* Zu lösende Aufgaben
1: Fasse den zitierten Text in zwei Sätzen zusammen.
2: Beantworte folgende Fragen zum zitierten Text, jeweils kurz:
(a) Wie viele PS hat Aylas Motor, und von welchem Hersteller stammt er?
(b) Wie oft im Jahr will Ayla schleppen?
(c) Woran liegt es laut dem anderen Angler, wenn es bei neueren Motoren doch Probleme gibt?
3: Gib für jede Aussage an, ob sie mit dem zitierten Text übereinstimmt, und belege die Antwort mit den entscheidenden Worten daraus:
(a) Aylas Motor ist fünf Jahre alt.
(b) Ayla war bisher nur zum Pilken oder Naturköderangeln draußen.
(c) Fishing Dentist fragt, ob Ayla einen separaten Öltank hat.

* Zitierter Text

# Wer schleppt mit einem 2 -Takter ?



## Ayla (12. Januar 2006)

Bisher hatte ich eigentlich nur gehört das 2 - Takter zum schleppen nicht
so geeignet sind .Daher war ich immer nur zum Pilken oder Naturköderangeln
raus .Kürzlich sagte mir ein anderer Angler ,das es bei den neueren Motoren
eigentlich keine Probleme mehr gibt .Und wenn doch dann liegt es an der Luftgemischeinstellung . Mein 15 PS Yamaha 2 - Takter ist jetzt 3 Jahre alt .Einen 
kleineren 4 -Takter zusätzlich zu kaufen lohnt sich nicht ,da ich nur ca. 2 - 3
Mal im Jahr schleppen will . 

|wavey: Ayla |wavey:


----------



## Fishing Dentist (12. Januar 2006)

*AW: Wer schleppt mit einem 2 -Takter ?*

Hallo Ayla,
Tankst Du Gemisch oder hast Du einen separaten Öltank(Autolube) mit Ölpumpe?Gruß Uwe


----------



## JunkieXL (12. Januar 2006)

* Bereitgestellte Angaben
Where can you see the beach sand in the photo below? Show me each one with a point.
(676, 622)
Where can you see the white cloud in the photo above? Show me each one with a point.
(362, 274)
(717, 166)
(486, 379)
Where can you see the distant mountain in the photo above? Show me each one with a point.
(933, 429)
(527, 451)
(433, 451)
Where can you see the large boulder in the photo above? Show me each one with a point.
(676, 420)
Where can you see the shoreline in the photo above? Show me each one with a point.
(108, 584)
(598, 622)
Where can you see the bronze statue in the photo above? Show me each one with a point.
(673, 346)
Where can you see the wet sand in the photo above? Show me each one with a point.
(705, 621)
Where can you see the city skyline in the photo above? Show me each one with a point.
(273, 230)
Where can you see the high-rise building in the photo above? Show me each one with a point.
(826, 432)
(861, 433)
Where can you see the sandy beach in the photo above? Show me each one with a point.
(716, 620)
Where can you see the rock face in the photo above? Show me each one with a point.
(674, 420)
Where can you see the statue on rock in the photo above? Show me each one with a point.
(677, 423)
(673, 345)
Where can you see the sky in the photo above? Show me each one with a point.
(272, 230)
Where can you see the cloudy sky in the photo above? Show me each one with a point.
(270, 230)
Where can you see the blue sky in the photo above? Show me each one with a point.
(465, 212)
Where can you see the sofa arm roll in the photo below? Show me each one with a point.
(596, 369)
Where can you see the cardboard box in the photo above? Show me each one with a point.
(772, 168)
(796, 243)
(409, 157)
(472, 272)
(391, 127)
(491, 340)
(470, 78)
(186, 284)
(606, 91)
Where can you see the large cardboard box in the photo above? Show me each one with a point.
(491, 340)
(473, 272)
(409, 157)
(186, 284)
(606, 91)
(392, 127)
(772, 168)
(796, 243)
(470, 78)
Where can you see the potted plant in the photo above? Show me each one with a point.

* Antworten je Aufgabe
1: Ayla hatte gehört, dass Zweitakter zum Schleppen wenig geeignet seien, doch ein anderer Angler meinte, bei neueren Motoren gebe es kaum noch Probleme, und falls doch, liege es an der Luftgemischeinstellung. Ayla besitzt einen drei Jahre alten 15-PS-Yamaha-Zweitakter und hält einen zusätzlichen kleineren Viertakter für zwei bis drei Schlepptouren im Jahr nicht für lohnend, worauf Fishing Dentist fragt, ob Gemisch getankt wird oder ein separater Öltank mit Ölpumpe vorhanden ist.

2:
(a) 15 PS, Yamaha.
(b) Ca. 2 bis 3 Mal.
(c) An der Luftgemischeinstellung.

3:
(a) Nein: „ist jetzt 3 Jahre alt“
(b) Ja: „war ich immer nur zum Pilken oder Naturköderangeln“
(c) Ja: „hast Du einen separaten Öltank(Autolube) mit Ölpumpe?“